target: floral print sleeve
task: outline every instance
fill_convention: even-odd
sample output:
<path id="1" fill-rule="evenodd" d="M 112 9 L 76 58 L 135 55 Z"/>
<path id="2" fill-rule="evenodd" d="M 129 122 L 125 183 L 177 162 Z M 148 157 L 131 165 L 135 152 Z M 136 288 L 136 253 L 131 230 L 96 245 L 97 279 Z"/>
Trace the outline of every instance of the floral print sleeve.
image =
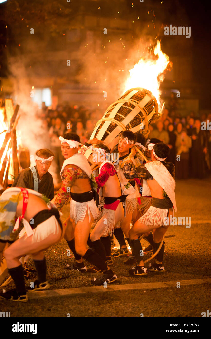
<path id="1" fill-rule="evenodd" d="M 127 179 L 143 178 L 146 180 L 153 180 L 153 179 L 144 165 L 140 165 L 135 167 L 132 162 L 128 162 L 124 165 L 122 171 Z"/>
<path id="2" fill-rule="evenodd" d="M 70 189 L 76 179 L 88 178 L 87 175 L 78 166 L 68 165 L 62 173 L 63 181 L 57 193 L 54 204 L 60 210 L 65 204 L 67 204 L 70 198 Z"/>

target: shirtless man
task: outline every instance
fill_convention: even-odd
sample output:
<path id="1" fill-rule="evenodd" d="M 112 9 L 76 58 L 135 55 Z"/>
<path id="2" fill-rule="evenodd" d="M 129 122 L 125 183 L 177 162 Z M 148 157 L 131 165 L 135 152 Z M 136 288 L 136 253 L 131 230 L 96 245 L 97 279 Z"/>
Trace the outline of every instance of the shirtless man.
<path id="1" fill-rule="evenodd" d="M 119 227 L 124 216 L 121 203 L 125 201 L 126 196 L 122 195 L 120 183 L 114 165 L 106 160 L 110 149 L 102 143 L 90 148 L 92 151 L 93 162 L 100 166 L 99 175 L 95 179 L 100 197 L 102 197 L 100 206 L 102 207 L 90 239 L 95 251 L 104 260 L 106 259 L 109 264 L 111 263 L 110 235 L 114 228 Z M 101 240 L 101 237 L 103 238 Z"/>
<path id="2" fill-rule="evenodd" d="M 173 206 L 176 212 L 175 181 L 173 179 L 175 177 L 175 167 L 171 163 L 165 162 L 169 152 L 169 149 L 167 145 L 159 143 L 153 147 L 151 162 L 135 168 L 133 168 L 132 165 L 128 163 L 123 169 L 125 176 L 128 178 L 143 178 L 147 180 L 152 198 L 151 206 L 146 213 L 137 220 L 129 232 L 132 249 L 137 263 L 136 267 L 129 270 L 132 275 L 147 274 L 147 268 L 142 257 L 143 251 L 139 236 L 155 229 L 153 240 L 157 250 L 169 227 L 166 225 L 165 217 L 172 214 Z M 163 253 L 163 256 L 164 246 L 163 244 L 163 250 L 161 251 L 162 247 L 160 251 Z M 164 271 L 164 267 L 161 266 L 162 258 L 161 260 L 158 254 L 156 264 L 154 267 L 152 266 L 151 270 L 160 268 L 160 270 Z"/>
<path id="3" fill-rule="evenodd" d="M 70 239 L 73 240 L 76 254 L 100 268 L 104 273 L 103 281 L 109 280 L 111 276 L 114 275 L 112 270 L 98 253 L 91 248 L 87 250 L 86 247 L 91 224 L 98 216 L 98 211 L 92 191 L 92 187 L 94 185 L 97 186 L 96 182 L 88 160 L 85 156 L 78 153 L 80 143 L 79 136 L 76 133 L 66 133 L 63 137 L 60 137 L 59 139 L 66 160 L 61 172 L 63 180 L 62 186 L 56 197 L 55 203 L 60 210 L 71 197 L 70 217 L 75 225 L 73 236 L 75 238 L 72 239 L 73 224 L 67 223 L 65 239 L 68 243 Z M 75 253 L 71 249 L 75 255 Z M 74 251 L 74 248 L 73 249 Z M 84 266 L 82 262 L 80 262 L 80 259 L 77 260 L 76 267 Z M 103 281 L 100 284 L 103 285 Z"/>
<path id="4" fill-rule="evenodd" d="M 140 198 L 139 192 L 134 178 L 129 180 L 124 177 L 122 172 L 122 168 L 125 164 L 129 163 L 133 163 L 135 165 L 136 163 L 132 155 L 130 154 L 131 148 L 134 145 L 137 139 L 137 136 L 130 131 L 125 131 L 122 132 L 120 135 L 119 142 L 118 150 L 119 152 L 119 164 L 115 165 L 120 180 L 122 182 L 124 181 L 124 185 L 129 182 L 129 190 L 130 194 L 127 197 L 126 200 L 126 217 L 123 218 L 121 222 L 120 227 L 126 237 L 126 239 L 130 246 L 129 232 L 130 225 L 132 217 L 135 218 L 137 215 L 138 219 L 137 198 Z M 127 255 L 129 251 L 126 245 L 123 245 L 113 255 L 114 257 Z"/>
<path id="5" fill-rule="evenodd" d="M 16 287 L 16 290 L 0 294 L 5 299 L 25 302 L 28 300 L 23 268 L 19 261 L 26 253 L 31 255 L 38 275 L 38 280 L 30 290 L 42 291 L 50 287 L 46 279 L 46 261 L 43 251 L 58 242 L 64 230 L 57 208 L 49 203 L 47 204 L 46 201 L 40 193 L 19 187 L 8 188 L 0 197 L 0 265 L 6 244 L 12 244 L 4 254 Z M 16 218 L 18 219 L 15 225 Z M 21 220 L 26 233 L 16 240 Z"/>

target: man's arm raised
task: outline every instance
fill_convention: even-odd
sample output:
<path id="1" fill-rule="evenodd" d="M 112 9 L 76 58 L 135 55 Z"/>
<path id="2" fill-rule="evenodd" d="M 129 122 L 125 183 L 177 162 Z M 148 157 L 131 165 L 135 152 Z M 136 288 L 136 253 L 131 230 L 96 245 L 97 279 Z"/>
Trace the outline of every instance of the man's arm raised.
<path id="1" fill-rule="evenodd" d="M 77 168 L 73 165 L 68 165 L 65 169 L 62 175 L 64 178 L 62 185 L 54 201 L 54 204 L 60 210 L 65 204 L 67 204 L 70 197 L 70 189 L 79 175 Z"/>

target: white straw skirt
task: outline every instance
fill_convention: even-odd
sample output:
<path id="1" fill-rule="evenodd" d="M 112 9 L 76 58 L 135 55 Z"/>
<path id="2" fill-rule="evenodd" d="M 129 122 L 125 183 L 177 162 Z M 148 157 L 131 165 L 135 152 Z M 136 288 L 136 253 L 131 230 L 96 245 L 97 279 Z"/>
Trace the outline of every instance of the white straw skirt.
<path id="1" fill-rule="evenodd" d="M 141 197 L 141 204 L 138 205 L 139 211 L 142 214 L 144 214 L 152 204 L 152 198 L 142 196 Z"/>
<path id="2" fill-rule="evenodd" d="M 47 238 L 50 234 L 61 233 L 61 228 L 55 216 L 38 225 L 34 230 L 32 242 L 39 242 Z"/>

**PROBLEM REQUIREMENTS**: Repeat every line of the listing above verbatim, leaving the picture out.

**TASK ANSWER**:
target: floral print sleeve
task: outline every instance
fill_convention: even-odd
sample output:
<path id="1" fill-rule="evenodd" d="M 112 9 L 76 58 L 135 55 Z"/>
<path id="2" fill-rule="evenodd" d="M 129 122 L 125 183 L 177 162 Z M 148 157 L 131 165 L 135 152 Z M 136 288 L 136 253 L 131 230 L 96 245 L 97 279 Z"/>
Trace the outline of every instance of the floral print sleeve.
image =
<path id="1" fill-rule="evenodd" d="M 127 179 L 143 178 L 146 180 L 153 180 L 153 179 L 144 165 L 140 165 L 135 167 L 132 162 L 128 162 L 124 165 L 122 171 Z"/>
<path id="2" fill-rule="evenodd" d="M 70 189 L 76 179 L 88 178 L 87 175 L 78 166 L 68 165 L 62 173 L 63 181 L 57 193 L 54 204 L 60 210 L 65 204 L 67 204 L 70 198 Z"/>

target: shirtless man
task: outline every instance
fill_convention: even-odd
sample output:
<path id="1" fill-rule="evenodd" d="M 112 9 L 76 58 L 135 55 Z"/>
<path id="2" fill-rule="evenodd" d="M 129 122 L 125 183 L 177 162 Z M 148 157 L 131 165 L 135 152 Z M 136 288 L 136 253 L 131 230 L 96 245 L 97 279 Z"/>
Trace the outline of every instance of the shirtless man.
<path id="1" fill-rule="evenodd" d="M 119 227 L 124 216 L 121 203 L 125 201 L 126 196 L 122 195 L 120 183 L 114 165 L 106 160 L 110 149 L 102 143 L 90 148 L 92 151 L 93 162 L 100 166 L 99 175 L 95 179 L 100 197 L 102 197 L 100 206 L 102 207 L 90 239 L 95 251 L 104 260 L 106 259 L 109 264 L 111 263 L 110 235 L 114 228 Z M 101 240 L 101 237 L 103 238 Z"/>
<path id="2" fill-rule="evenodd" d="M 173 206 L 176 212 L 175 181 L 173 179 L 175 177 L 175 167 L 171 163 L 165 162 L 169 152 L 169 149 L 167 145 L 159 143 L 153 147 L 151 162 L 135 168 L 133 168 L 132 165 L 128 163 L 123 169 L 125 176 L 128 178 L 143 178 L 147 180 L 152 198 L 151 206 L 146 213 L 137 220 L 129 232 L 132 249 L 137 263 L 136 267 L 129 270 L 132 275 L 147 274 L 147 268 L 142 257 L 143 251 L 139 236 L 155 229 L 153 240 L 157 250 L 169 227 L 166 225 L 165 217 L 172 214 Z M 163 253 L 163 256 L 164 246 L 163 244 L 163 250 L 161 251 L 162 247 L 160 251 Z M 164 271 L 164 267 L 161 266 L 162 258 L 161 260 L 158 254 L 156 264 L 154 267 L 152 266 L 151 270 L 160 268 L 160 270 Z"/>
<path id="3" fill-rule="evenodd" d="M 70 239 L 73 240 L 76 254 L 100 268 L 104 273 L 103 281 L 109 280 L 111 276 L 114 275 L 112 270 L 98 253 L 91 248 L 87 250 L 86 247 L 91 224 L 98 216 L 98 211 L 92 191 L 92 187 L 94 185 L 97 186 L 96 182 L 88 160 L 85 156 L 78 153 L 80 143 L 79 136 L 76 133 L 66 133 L 63 137 L 60 137 L 59 139 L 66 160 L 61 172 L 63 180 L 62 186 L 56 197 L 55 203 L 60 210 L 71 197 L 70 217 L 75 225 L 73 236 L 75 238 L 72 239 L 73 224 L 67 223 L 65 239 L 68 243 Z M 75 253 L 71 249 L 75 255 Z M 74 251 L 74 248 L 73 249 Z M 84 266 L 82 262 L 80 262 L 80 259 L 77 260 L 76 267 Z M 103 281 L 100 284 L 103 285 Z"/>
<path id="4" fill-rule="evenodd" d="M 140 198 L 139 192 L 134 178 L 129 180 L 124 177 L 122 172 L 122 168 L 125 164 L 129 163 L 133 163 L 135 165 L 136 163 L 132 155 L 130 154 L 131 148 L 134 145 L 137 139 L 137 136 L 130 131 L 125 131 L 122 132 L 120 135 L 119 142 L 118 150 L 119 152 L 119 164 L 115 165 L 120 180 L 122 182 L 124 181 L 124 185 L 129 182 L 129 190 L 130 194 L 127 197 L 126 200 L 126 217 L 123 218 L 121 222 L 120 227 L 126 237 L 126 239 L 130 246 L 129 232 L 130 225 L 132 217 L 135 218 L 137 215 L 138 219 L 137 198 Z M 127 255 L 129 251 L 126 245 L 123 245 L 113 255 L 114 257 Z"/>
<path id="5" fill-rule="evenodd" d="M 16 287 L 16 290 L 0 294 L 5 299 L 25 302 L 28 300 L 23 268 L 19 261 L 26 253 L 31 255 L 38 275 L 38 280 L 30 290 L 42 291 L 50 287 L 46 279 L 46 261 L 43 251 L 58 242 L 64 230 L 57 208 L 49 203 L 47 204 L 46 201 L 40 193 L 19 187 L 8 188 L 0 197 L 0 265 L 6 244 L 12 244 L 4 254 Z M 16 218 L 18 219 L 15 225 Z M 21 220 L 26 233 L 16 240 Z"/>

target: man's arm raised
task: outline every instance
fill_convention: even-odd
sample output:
<path id="1" fill-rule="evenodd" d="M 112 9 L 76 58 L 135 55 Z"/>
<path id="2" fill-rule="evenodd" d="M 129 122 L 125 183 L 177 162 Z M 148 157 L 131 165 L 135 152 Z M 136 288 L 136 253 L 131 230 L 96 245 L 97 279 Z"/>
Trace the outline of every instance of the man's arm raised.
<path id="1" fill-rule="evenodd" d="M 77 168 L 73 165 L 68 165 L 65 169 L 62 175 L 64 178 L 62 185 L 54 201 L 54 204 L 60 210 L 65 204 L 67 204 L 70 197 L 70 189 L 79 175 Z"/>

target: white straw skirt
task: outline every instance
fill_convention: even-odd
sample output:
<path id="1" fill-rule="evenodd" d="M 112 9 L 76 58 L 135 55 Z"/>
<path id="2" fill-rule="evenodd" d="M 129 122 L 125 183 L 177 162 Z M 148 157 L 131 165 L 135 152 Z M 136 288 L 136 253 L 131 230 L 96 245 L 97 279 Z"/>
Trace the outline of every instance of the white straw skirt.
<path id="1" fill-rule="evenodd" d="M 141 197 L 141 204 L 138 205 L 139 211 L 142 214 L 144 214 L 152 204 L 152 198 L 142 196 Z"/>
<path id="2" fill-rule="evenodd" d="M 47 238 L 50 234 L 61 233 L 61 228 L 55 216 L 38 225 L 34 230 L 32 242 L 39 242 Z"/>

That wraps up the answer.